─── RECORDS SHOWN ───

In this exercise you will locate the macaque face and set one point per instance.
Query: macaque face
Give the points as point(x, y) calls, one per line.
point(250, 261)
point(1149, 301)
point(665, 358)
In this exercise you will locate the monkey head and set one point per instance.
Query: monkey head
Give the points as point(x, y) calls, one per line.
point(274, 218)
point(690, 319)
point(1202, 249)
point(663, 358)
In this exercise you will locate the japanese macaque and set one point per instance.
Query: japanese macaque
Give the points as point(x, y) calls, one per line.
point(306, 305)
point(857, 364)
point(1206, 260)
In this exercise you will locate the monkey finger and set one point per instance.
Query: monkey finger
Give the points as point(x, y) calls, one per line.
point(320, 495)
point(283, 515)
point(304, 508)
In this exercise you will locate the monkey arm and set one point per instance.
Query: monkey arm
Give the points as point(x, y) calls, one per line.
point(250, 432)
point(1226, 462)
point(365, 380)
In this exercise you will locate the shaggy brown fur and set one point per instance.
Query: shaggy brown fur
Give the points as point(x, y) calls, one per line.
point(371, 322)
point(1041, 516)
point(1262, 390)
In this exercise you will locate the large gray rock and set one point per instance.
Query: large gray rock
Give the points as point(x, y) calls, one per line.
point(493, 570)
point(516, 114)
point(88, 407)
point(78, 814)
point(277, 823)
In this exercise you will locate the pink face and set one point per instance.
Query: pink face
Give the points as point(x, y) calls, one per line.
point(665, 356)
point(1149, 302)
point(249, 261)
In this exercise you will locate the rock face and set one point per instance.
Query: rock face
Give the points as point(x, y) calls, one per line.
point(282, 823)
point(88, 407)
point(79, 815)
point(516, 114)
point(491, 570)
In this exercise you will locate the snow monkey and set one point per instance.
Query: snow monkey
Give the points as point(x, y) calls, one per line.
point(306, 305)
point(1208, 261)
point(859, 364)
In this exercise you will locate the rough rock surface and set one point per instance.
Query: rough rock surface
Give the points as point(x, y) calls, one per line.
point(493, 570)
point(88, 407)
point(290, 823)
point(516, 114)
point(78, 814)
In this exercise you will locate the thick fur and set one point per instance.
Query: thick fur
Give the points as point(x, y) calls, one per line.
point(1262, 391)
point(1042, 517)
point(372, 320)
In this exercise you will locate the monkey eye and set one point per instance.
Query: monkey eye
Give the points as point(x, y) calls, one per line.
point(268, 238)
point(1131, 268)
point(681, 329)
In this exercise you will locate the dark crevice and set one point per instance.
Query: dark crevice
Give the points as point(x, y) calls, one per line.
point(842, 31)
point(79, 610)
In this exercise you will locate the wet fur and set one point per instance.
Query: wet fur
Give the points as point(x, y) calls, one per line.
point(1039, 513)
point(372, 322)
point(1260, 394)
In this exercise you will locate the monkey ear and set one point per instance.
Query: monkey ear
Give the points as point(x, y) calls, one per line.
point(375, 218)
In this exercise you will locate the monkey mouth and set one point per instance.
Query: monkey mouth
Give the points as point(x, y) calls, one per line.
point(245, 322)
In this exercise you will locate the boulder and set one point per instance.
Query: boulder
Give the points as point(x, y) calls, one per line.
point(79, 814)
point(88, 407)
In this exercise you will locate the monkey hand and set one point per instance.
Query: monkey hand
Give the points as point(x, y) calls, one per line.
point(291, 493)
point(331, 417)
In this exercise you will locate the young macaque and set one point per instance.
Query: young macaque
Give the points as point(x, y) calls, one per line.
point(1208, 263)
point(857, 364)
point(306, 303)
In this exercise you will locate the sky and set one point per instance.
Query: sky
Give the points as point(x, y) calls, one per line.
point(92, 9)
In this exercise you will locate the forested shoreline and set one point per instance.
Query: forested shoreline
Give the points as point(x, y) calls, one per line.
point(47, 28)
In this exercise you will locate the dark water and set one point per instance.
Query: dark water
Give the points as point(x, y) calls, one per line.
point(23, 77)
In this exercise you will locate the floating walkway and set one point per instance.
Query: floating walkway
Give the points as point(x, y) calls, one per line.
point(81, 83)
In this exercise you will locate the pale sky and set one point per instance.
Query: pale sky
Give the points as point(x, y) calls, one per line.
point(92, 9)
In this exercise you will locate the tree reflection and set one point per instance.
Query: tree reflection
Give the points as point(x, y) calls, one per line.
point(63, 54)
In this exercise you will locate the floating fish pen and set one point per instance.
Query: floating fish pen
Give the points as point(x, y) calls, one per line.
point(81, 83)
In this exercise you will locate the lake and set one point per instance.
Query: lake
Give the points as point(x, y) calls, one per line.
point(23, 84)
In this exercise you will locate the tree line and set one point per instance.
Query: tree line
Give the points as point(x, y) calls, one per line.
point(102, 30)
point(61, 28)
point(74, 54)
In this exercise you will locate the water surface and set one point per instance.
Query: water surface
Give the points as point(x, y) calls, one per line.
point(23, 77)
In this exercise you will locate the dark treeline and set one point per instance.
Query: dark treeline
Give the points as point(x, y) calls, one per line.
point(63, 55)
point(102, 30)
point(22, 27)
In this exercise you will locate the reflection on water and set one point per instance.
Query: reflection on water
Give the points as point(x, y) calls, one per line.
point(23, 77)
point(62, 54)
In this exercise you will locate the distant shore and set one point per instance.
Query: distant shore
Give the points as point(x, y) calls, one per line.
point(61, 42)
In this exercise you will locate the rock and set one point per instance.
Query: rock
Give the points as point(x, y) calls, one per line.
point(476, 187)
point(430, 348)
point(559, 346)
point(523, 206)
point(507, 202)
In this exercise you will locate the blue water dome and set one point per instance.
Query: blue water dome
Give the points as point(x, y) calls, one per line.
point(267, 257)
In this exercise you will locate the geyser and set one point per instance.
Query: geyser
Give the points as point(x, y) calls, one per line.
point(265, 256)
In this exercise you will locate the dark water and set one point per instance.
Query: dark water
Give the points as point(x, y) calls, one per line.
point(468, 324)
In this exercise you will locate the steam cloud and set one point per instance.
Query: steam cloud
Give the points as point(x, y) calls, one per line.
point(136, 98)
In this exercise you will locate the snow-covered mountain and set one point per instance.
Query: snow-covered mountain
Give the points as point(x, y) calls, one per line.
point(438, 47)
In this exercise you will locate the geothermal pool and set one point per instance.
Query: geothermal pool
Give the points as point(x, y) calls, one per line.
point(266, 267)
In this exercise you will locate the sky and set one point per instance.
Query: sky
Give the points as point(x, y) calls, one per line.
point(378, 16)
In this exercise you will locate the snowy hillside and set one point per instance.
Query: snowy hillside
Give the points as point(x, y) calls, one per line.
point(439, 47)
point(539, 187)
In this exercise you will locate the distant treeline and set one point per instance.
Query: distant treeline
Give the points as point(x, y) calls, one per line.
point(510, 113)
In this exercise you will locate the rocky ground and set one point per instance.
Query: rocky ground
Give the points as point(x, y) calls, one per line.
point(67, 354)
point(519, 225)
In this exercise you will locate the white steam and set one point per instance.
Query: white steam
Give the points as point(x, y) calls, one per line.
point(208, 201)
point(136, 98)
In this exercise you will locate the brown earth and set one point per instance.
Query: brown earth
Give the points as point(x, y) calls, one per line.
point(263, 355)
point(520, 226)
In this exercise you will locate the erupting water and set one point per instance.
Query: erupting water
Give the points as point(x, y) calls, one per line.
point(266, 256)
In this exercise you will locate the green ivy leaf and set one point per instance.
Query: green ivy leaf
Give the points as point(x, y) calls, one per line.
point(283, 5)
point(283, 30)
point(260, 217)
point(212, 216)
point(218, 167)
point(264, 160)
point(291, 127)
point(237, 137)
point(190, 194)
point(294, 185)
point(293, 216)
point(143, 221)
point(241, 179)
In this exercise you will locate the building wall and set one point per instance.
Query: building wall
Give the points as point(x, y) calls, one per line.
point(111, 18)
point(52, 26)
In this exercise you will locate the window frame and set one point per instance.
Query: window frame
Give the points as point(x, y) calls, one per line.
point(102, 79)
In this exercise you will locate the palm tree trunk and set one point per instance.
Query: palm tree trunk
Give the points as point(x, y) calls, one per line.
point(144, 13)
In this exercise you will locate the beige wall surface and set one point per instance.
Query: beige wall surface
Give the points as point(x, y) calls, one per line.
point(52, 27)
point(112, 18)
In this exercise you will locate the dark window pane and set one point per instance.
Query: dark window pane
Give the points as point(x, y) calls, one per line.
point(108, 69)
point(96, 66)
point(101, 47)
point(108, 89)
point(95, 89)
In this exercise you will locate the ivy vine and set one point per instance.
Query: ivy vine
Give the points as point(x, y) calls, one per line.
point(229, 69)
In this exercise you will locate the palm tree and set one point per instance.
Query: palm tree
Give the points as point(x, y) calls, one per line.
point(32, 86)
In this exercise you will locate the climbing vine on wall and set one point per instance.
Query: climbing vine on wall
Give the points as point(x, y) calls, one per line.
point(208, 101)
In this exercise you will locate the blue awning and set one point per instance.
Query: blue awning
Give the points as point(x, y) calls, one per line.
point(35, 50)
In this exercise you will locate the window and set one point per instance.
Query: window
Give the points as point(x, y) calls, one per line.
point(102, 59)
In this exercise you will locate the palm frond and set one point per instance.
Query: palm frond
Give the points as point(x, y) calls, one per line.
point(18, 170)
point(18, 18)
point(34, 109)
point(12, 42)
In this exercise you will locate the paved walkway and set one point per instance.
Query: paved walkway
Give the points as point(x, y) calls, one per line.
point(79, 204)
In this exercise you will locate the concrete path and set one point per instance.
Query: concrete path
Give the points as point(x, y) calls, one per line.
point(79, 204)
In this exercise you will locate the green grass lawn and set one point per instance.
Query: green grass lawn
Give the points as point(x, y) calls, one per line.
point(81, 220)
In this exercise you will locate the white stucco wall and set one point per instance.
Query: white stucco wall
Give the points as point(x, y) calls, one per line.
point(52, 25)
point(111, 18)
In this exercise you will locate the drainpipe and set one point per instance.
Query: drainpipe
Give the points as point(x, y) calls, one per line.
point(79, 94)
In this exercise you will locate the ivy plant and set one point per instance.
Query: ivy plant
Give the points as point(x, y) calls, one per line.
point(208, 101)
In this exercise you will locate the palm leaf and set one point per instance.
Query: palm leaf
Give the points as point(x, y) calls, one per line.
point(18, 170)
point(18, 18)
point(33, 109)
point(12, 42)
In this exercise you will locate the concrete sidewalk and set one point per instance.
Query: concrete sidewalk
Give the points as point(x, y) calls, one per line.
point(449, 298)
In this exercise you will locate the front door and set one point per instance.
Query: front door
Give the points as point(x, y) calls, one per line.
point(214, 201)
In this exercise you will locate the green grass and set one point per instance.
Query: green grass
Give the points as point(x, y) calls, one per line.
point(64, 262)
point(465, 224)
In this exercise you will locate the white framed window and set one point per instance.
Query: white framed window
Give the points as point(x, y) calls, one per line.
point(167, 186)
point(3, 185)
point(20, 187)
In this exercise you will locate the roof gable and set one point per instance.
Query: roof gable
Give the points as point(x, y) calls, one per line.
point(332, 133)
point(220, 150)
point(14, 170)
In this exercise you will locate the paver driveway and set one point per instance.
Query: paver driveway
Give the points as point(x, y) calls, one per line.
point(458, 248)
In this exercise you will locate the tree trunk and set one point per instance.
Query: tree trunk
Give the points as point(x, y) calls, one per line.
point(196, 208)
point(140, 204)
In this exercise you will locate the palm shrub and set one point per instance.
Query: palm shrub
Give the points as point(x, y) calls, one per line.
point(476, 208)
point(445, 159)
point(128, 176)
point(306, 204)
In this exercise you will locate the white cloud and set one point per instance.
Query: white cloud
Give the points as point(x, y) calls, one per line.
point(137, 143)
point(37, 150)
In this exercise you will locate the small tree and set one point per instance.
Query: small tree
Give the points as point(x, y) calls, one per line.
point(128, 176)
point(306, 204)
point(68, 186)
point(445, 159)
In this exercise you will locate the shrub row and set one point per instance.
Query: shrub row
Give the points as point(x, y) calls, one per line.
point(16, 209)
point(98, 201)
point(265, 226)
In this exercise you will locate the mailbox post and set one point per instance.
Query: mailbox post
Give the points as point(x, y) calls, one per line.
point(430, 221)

───

§ PROBLEM STATEMENT
Check each line of the listing above for the string "wall", then give how many lines have it. No other text.

§ ANSWER
8